[Natural-language object grounding data]
-.-.-
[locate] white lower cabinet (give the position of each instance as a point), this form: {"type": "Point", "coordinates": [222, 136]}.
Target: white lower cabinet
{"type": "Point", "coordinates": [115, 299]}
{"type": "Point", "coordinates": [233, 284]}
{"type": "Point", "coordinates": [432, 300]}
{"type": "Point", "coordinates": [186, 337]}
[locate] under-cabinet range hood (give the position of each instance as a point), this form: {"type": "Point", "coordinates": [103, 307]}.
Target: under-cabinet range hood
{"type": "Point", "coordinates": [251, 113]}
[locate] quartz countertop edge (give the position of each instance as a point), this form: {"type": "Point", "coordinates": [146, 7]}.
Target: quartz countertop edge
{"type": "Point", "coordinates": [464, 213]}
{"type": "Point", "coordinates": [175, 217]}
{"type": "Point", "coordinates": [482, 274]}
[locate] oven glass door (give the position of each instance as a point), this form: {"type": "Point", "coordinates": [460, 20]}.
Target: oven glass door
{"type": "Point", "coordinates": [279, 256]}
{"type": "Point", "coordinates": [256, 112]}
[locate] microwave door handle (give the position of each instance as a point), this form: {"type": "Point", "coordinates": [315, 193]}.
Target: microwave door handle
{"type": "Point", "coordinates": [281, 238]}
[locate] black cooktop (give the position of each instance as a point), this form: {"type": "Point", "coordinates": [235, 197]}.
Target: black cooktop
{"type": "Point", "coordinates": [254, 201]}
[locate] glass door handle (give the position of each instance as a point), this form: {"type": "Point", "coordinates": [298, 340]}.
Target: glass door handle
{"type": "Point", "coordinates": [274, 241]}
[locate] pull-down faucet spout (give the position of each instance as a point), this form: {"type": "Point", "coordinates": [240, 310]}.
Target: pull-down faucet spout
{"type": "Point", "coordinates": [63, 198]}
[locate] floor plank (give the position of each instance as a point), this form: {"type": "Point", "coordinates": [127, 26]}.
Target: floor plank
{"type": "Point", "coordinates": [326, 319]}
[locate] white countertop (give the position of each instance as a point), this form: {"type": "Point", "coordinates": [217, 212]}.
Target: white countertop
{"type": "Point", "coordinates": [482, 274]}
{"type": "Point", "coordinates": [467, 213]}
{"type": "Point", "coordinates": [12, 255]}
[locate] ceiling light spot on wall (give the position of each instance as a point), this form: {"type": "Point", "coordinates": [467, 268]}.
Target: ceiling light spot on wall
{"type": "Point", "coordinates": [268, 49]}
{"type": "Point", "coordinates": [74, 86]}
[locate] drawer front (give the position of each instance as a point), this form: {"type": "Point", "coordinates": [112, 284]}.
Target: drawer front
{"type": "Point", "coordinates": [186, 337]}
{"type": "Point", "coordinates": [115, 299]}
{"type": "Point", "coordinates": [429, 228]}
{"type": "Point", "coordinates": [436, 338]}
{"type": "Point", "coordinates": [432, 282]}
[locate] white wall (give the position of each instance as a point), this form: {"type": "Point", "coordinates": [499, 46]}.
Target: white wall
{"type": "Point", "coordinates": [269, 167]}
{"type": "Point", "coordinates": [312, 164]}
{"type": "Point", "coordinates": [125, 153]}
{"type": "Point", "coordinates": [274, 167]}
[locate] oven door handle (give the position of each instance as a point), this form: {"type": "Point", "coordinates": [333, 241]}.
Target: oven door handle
-.-.-
= GOAL OF THE EXERCISE =
All the entries above need to be reproduced exactly.

= RESPONSE =
[locate] white lower cabinet (give the position of each instance as a point), this form: {"type": "Point", "coordinates": [222, 136]}.
Target: white lower cabinet
{"type": "Point", "coordinates": [115, 299]}
{"type": "Point", "coordinates": [233, 284]}
{"type": "Point", "coordinates": [432, 300]}
{"type": "Point", "coordinates": [186, 337]}
[locate] under-cabinet range hood (give the position of each instance as a point), this form: {"type": "Point", "coordinates": [103, 307]}.
Target: under-cabinet range hood
{"type": "Point", "coordinates": [251, 113]}
[locate] quartz countertop edge (give the position of each instance as a point), this form: {"type": "Point", "coordinates": [146, 7]}.
Target: quartz countertop edge
{"type": "Point", "coordinates": [464, 213]}
{"type": "Point", "coordinates": [175, 217]}
{"type": "Point", "coordinates": [482, 274]}
[locate] oven glass door (give the position of each instance as a point), this form: {"type": "Point", "coordinates": [460, 20]}.
Target: oven glass door
{"type": "Point", "coordinates": [279, 256]}
{"type": "Point", "coordinates": [256, 112]}
[locate] microwave door handle (give the position of each instance as a point), this form: {"type": "Point", "coordinates": [315, 193]}.
Target: microwave door handle
{"type": "Point", "coordinates": [281, 238]}
[locate] black cooktop (give the position of each instance as a point), this form: {"type": "Point", "coordinates": [235, 197]}.
Target: black cooktop
{"type": "Point", "coordinates": [254, 201]}
[locate] glass door handle (give the position of each instance as a point), this form: {"type": "Point", "coordinates": [298, 340]}.
Target: glass door handle
{"type": "Point", "coordinates": [274, 241]}
[locate] pull-down faucet spout (give the position of each instance as a point), this form: {"type": "Point", "coordinates": [240, 310]}.
Target: pull-down faucet spout
{"type": "Point", "coordinates": [63, 198]}
[locate] floor plank (give the position of each instance as a point), this form: {"type": "Point", "coordinates": [127, 26]}.
Target: floor plank
{"type": "Point", "coordinates": [326, 319]}
[locate] white countertop (give the position of each instance as a point), this form: {"type": "Point", "coordinates": [217, 212]}.
Target: white countertop
{"type": "Point", "coordinates": [482, 274]}
{"type": "Point", "coordinates": [467, 213]}
{"type": "Point", "coordinates": [12, 255]}
[locate] ceiling light spot on wall (give the position of each instance as a point), this form: {"type": "Point", "coordinates": [467, 268]}.
Target: ceiling light spot on wall
{"type": "Point", "coordinates": [268, 49]}
{"type": "Point", "coordinates": [74, 86]}
[locate] drawer front (give the position of each instance as a point), this form: {"type": "Point", "coordinates": [112, 284]}.
Target: drawer front
{"type": "Point", "coordinates": [186, 337]}
{"type": "Point", "coordinates": [115, 299]}
{"type": "Point", "coordinates": [429, 228]}
{"type": "Point", "coordinates": [436, 338]}
{"type": "Point", "coordinates": [432, 282]}
[locate] white wall (give the position of each instance as a point), this form: {"type": "Point", "coordinates": [499, 46]}.
Target: white wall
{"type": "Point", "coordinates": [269, 167]}
{"type": "Point", "coordinates": [312, 164]}
{"type": "Point", "coordinates": [125, 153]}
{"type": "Point", "coordinates": [274, 167]}
[locate] oven door handle (give the position of each instance as a point), this form: {"type": "Point", "coordinates": [333, 241]}.
Target: oven door handle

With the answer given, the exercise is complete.